Exercise -
Write the records out again, keeping each line exactly as it is.

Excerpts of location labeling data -
= = = = =

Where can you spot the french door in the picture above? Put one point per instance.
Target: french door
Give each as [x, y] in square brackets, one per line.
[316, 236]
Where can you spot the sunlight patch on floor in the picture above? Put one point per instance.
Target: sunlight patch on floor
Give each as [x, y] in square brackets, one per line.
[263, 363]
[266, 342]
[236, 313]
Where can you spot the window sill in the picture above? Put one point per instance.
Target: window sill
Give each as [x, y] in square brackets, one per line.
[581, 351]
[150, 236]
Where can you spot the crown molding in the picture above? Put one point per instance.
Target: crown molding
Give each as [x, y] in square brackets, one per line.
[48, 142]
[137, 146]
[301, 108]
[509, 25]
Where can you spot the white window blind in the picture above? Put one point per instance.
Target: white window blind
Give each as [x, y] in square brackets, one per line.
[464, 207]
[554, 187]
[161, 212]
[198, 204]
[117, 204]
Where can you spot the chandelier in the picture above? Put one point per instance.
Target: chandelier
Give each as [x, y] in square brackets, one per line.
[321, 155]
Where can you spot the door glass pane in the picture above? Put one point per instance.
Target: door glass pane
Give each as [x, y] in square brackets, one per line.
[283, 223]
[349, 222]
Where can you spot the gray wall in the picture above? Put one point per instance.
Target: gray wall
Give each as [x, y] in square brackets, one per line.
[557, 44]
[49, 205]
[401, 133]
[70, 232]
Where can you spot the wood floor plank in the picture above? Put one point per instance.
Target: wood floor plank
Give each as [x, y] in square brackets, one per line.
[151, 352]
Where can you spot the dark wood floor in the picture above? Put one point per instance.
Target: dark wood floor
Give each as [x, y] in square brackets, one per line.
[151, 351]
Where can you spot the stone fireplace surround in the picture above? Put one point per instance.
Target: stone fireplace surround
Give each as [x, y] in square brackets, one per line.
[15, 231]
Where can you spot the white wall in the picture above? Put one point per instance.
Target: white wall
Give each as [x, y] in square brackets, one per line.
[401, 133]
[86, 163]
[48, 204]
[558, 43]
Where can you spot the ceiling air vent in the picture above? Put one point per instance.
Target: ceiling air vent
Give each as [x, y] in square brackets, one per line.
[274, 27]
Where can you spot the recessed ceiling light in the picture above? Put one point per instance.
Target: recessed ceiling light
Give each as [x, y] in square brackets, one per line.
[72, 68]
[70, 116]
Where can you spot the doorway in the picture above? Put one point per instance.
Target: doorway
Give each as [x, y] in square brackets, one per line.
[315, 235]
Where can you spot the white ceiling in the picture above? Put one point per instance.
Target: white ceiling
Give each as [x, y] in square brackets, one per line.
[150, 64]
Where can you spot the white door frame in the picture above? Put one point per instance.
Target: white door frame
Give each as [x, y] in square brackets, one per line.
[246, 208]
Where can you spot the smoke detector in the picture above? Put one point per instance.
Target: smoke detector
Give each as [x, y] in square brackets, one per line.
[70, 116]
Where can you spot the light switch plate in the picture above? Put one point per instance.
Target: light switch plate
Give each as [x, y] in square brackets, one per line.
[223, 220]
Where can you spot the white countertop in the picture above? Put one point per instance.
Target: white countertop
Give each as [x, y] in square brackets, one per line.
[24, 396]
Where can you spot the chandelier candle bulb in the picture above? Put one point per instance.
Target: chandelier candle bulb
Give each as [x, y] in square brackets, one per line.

= = = = =

Solved exercise -
Where can you spot the french door in the picture above? Put one point per instance.
Target: french door
Give each as [x, y] in square brackets, one per line.
[316, 236]
Where can you spot the sunlight patch on floor in the picture above? Put one point per instance.
Target: sunlight patch on floor
Give each as [x, y] in square brackets, one per line.
[263, 363]
[266, 342]
[236, 313]
Where can you spot the window sill in the picture above? Put one point per instance.
Target: window sill
Give each as [x, y] in square brackets, one per line.
[581, 351]
[150, 236]
Where can you spot the crown molding in the picture above? Put one point per instance.
Target: crown molding
Give each as [x, y] in square brackets, one per line.
[48, 142]
[137, 146]
[301, 108]
[509, 25]
Where can you spot the white window blind in the picture above? Put one point per instance.
Target: white window blind
Give each as [x, y] in square brackets, one per line.
[464, 207]
[554, 187]
[161, 212]
[198, 204]
[117, 204]
Where can you spot the chandelier in the picture above? Put one point per instance.
Target: chandelier
Give each as [x, y] in square brackets, one per line.
[321, 155]
Where can you spot the door glass pane in the picture above? Put one point per instance.
Target: door glass pane
Give each as [x, y] in square brackets, one per line.
[283, 223]
[349, 222]
Where can you spot the gray wall in the picture above? Put one point per instance.
Target: gray wall
Give each as [x, y] in square brackets, one per line.
[557, 44]
[49, 205]
[401, 133]
[70, 232]
Where can you spot the wood floor plank in the picture above? Put one point per instance.
Target: wood floor plank
Give each as [x, y] in square brackets, one per line.
[151, 352]
Where can you spot the dark wood floor in the picture above? Put one point per instance.
Target: dark wood floor
Give each as [x, y] in square brackets, one per line.
[151, 351]
Where can you spot the stone fireplace surround in the picture above? Put one point per instance.
Target: stone fireplace surround
Give each as [x, y] in square brackets, one per line.
[15, 231]
Where can you spot the white wall in the picture above? Put one point per instance.
Target: white wall
Give each as [x, y] in square brackets, one per line.
[401, 133]
[86, 163]
[48, 204]
[558, 43]
Where can you spot the ceiling air vent in the picture above? Put one point per instance.
Target: ceiling air vent
Give each as [x, y] in square brackets, one per line.
[274, 27]
Where can you spot the recessed ceiling light in the picture above? Put one point per instance.
Target: recessed ceiling light
Give each as [x, y] in square brackets, one per line.
[72, 68]
[70, 116]
Where can you spot the doorway in the picture above? Put one point per instance.
Target: doorway
Give each as [x, y] in square brackets, one per line.
[315, 235]
Where can you spot the white ceiling in the picture above? Put one point per instance.
Target: white ceiling
Give each as [x, y] in square brackets, one per line.
[150, 64]
Where can you spot the white door frame in the picture above? Put one point per instance.
Target: white door frame
Give each as [x, y] in square brackets, one per line.
[246, 208]
Where can you spot the smoke detector in the picture above? Put one point per instance.
Target: smoke detector
Give each as [x, y] in square brackets, one per line.
[70, 116]
Where can you spot the light switch plate in the picture above? Put one point per instance.
Target: light switch plate
Give each as [x, y] in square brackets, one per line.
[223, 220]
Where can you spot the white countertop in the picture above? Put one point per instance.
Target: white countertop
Give each as [x, y] in square brackets, one per line.
[24, 396]
Where can you spot the chandelier candle bulb in the picture above? Put one point per instance.
Target: chandelier candle bulb
Give each as [x, y] in square brackets, one per line.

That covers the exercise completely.